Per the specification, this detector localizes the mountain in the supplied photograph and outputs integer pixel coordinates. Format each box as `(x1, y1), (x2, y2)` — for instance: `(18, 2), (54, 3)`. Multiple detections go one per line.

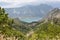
(29, 8), (60, 40)
(12, 18), (32, 34)
(0, 7), (25, 40)
(34, 8), (60, 29)
(5, 4), (53, 22)
(1, 4), (60, 40)
(44, 8), (60, 22)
== == ==
## EXERCISE BRIEF
Restate each line of the records exactly; pictures do not belong in the copy.

## YOUR RESPONSE
Per the specification, this detector localizes the mountain in the supplied photograph and outputs integer pixel coordinates. Format each box as `(x1, y1), (x2, y2)` — for instance: `(18, 2), (54, 3)`. Multiple detections go one per line.

(29, 8), (60, 40)
(12, 18), (32, 34)
(0, 7), (25, 40)
(34, 8), (60, 29)
(5, 4), (53, 22)
(1, 4), (60, 40)
(44, 8), (60, 22)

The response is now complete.